_STORED ROWS_:
---
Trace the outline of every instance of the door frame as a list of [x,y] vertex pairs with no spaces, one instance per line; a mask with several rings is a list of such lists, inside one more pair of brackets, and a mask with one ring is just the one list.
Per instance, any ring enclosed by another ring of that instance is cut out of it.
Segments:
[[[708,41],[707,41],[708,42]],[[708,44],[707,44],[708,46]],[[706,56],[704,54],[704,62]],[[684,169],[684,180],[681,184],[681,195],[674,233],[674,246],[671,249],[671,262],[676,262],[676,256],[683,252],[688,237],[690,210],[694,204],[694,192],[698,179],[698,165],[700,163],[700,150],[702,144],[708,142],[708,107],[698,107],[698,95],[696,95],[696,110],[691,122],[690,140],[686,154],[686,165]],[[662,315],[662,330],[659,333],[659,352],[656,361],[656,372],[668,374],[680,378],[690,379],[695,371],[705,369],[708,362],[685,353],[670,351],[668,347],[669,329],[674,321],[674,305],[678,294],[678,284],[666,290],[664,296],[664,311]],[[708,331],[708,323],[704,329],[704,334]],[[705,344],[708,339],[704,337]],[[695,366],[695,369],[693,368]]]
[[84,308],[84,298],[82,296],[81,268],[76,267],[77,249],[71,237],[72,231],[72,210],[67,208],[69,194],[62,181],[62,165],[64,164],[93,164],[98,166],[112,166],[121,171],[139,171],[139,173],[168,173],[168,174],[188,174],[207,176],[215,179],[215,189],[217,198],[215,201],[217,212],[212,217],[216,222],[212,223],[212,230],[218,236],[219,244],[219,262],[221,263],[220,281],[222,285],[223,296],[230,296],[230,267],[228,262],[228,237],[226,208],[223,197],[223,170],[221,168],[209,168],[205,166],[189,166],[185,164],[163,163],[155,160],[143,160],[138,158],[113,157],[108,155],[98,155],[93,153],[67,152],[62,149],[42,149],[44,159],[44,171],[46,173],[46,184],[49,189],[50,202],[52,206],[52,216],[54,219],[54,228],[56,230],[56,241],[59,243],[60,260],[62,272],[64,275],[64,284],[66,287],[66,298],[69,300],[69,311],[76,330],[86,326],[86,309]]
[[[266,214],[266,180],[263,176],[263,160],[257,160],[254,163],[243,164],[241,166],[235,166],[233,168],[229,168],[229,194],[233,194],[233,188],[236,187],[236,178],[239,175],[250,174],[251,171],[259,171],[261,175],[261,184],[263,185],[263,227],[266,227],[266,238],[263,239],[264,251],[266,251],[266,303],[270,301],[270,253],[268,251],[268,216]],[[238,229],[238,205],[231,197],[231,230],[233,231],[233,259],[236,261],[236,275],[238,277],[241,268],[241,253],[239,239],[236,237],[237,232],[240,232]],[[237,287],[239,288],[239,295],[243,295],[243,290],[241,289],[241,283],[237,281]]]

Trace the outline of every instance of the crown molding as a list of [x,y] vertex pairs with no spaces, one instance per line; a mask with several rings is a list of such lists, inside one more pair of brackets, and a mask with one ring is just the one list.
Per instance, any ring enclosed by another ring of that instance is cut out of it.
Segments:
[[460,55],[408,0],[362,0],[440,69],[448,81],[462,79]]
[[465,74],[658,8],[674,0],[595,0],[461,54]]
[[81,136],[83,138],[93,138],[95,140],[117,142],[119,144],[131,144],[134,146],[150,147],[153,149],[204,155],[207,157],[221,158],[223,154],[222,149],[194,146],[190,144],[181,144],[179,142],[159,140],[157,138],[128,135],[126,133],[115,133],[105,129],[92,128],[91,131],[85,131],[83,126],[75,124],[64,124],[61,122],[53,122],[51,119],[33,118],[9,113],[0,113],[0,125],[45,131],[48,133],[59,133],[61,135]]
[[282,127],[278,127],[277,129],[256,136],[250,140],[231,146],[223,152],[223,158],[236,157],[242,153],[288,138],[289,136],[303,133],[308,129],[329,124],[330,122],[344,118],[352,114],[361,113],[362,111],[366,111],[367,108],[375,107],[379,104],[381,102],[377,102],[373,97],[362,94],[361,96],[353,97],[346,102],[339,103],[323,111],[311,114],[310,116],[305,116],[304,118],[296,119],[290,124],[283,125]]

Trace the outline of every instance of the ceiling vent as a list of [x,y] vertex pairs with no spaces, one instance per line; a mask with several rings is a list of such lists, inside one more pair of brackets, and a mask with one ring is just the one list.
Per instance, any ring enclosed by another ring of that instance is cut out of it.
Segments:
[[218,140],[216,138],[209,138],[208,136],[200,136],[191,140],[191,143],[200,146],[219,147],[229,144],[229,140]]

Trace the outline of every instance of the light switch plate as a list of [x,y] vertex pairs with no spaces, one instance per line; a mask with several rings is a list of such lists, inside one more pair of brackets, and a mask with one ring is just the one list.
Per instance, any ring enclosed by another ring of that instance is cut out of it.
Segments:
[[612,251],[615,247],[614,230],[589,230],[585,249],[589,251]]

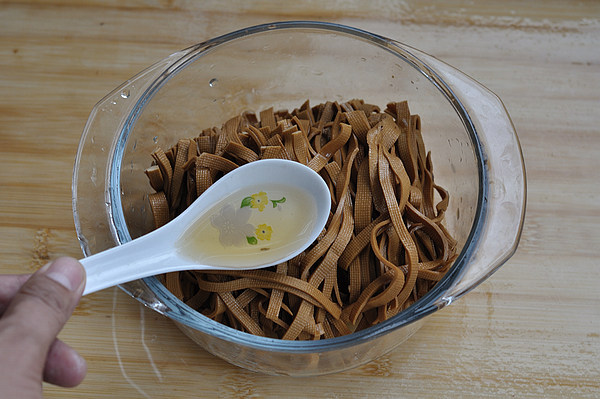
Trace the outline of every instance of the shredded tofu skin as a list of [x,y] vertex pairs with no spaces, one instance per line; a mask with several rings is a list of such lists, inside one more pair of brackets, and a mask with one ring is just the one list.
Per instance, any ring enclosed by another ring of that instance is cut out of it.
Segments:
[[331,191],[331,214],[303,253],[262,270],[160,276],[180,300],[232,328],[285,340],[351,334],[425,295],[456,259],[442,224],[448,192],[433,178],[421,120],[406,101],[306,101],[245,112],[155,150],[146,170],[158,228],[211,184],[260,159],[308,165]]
---
Reproduce all of the lines above, switching every "vertex pairs" to "coordinate pairs" and keeping everything else the same. Leave the pictures out.

_ANSWER_:
Trace the outline of every instance of the door frame as a list of [x,y] coordinate pairs with no spaces, one instance per line; a mask with several rings is a list of such lists, inside one more pair of brackets, and a mask with one ring is just the one list.
Per instance, any ring enclosed by another ring of that instance is cut out of it.
Segments:
[[[708,41],[707,41],[708,42]],[[708,44],[707,44],[708,46]],[[706,56],[704,54],[704,62]],[[684,169],[684,180],[681,184],[681,195],[674,233],[674,246],[671,249],[671,262],[676,262],[676,256],[683,252],[688,237],[690,210],[694,204],[694,192],[698,179],[698,165],[700,163],[700,150],[702,144],[708,142],[708,107],[698,107],[698,95],[696,95],[696,110],[691,122],[690,140],[686,154],[686,165]],[[662,315],[662,330],[659,333],[659,352],[656,361],[656,372],[668,374],[680,378],[690,379],[695,371],[705,369],[708,362],[685,353],[670,351],[668,347],[669,329],[674,321],[674,305],[678,294],[678,284],[666,290],[664,296],[664,311]],[[708,331],[708,323],[704,329],[704,334]],[[705,344],[708,339],[704,337]],[[695,366],[695,369],[693,368]]]
[[84,308],[84,298],[82,296],[81,268],[76,267],[77,249],[71,237],[72,231],[72,210],[67,208],[69,194],[62,181],[62,165],[64,164],[93,164],[98,166],[112,166],[121,171],[139,171],[139,173],[168,173],[168,174],[188,174],[207,176],[215,179],[215,189],[217,198],[215,201],[217,212],[212,217],[216,222],[212,223],[212,230],[218,236],[219,244],[219,262],[221,263],[220,281],[222,285],[223,296],[230,296],[230,267],[228,262],[228,237],[226,208],[223,197],[223,170],[221,168],[209,168],[205,166],[189,166],[185,164],[163,163],[155,160],[143,160],[138,158],[113,157],[108,155],[98,155],[93,153],[67,152],[62,149],[42,149],[44,159],[44,171],[46,173],[46,184],[49,189],[50,202],[52,206],[52,216],[54,219],[54,228],[56,230],[56,241],[59,243],[60,260],[62,272],[64,275],[64,284],[66,287],[66,298],[69,300],[69,311],[76,330],[86,326],[86,309]]
[[[266,214],[266,180],[263,176],[263,160],[257,160],[254,163],[243,164],[241,166],[235,166],[233,168],[229,168],[229,194],[233,194],[233,188],[236,187],[236,178],[239,175],[250,174],[251,171],[259,171],[261,175],[261,184],[263,185],[263,227],[266,227],[266,238],[263,239],[264,251],[266,251],[266,303],[270,301],[270,253],[268,251],[268,216]],[[238,229],[238,205],[231,197],[231,230],[233,231],[233,259],[236,261],[236,275],[238,277],[241,268],[241,253],[239,239],[236,237],[237,232],[240,232]],[[237,287],[239,288],[239,295],[243,295],[243,290],[241,289],[241,283],[237,281]]]

Trace the outline of every instance of the crown molding as a list of [x,y] coordinate pairs with no spaces, one instance per line; a mask with several rings is a list of such lists, inside one more pair of brackets, and a mask with one ring is just the one list.
Per instance, any ring enclosed by another ring of that instance is cut out of it.
Segments:
[[460,55],[408,0],[362,0],[440,69],[448,81],[462,79]]
[[465,74],[658,8],[674,0],[595,0],[461,54]]
[[81,136],[83,138],[93,138],[95,140],[117,142],[119,144],[131,144],[134,146],[150,147],[153,149],[204,155],[207,157],[221,158],[223,154],[222,149],[194,146],[190,144],[181,144],[179,142],[159,140],[157,138],[128,135],[126,133],[115,133],[105,129],[92,128],[91,131],[85,131],[83,126],[75,124],[64,124],[61,122],[53,122],[51,119],[33,118],[9,113],[0,113],[0,125],[45,131],[48,133],[59,133],[61,135]]
[[282,127],[278,127],[277,129],[256,136],[250,140],[231,146],[223,152],[223,158],[236,157],[242,153],[288,138],[289,136],[303,133],[308,129],[329,124],[330,122],[344,118],[352,114],[361,113],[362,111],[366,111],[367,108],[375,107],[379,104],[381,102],[377,102],[373,97],[362,94],[361,96],[353,97],[346,102],[339,103],[323,111],[311,114],[310,116],[305,116],[304,118],[296,119],[290,124],[283,125]]

Trace the outline of every instance of the ceiling vent as a list of [x,y] coordinate pairs with no spaces, one instance per line; a mask with several rings is a list of such lists, inside one more pair of brackets, and a mask with one ring is just the one list.
Per instance, any ring enclosed by another ring of that instance is cut out of it.
Segments:
[[218,140],[216,138],[209,138],[208,136],[200,136],[191,140],[191,143],[200,146],[219,147],[229,144],[229,140]]

Trace the outline of every instance of the light switch plate as a list of [x,y] coordinate pairs with no spaces, one instance per line; a mask with several rings is a list of such lists, inside one more pair of brackets, and a mask with one ring is just the one list.
Per instance, any ring enclosed by another ring of that instance is cut out of it.
Segments:
[[612,251],[615,247],[614,230],[589,230],[585,249],[589,251]]

Trace the outline of every instance of the shredded tofu skin as a list of [x,y] coordinate pairs with no spaces, one instance per line; a mask with several rings is a list of such lists, inside one more pair of brackets, and a mask with one ring is just the one list.
Per instance, any ring enclosed by another ring of that instance is cut out of it.
Segments:
[[331,191],[331,214],[303,253],[262,270],[160,276],[180,300],[232,328],[285,340],[351,334],[425,295],[456,259],[442,224],[448,192],[433,178],[421,120],[406,101],[306,101],[245,112],[155,150],[146,170],[158,228],[211,184],[260,159],[308,165]]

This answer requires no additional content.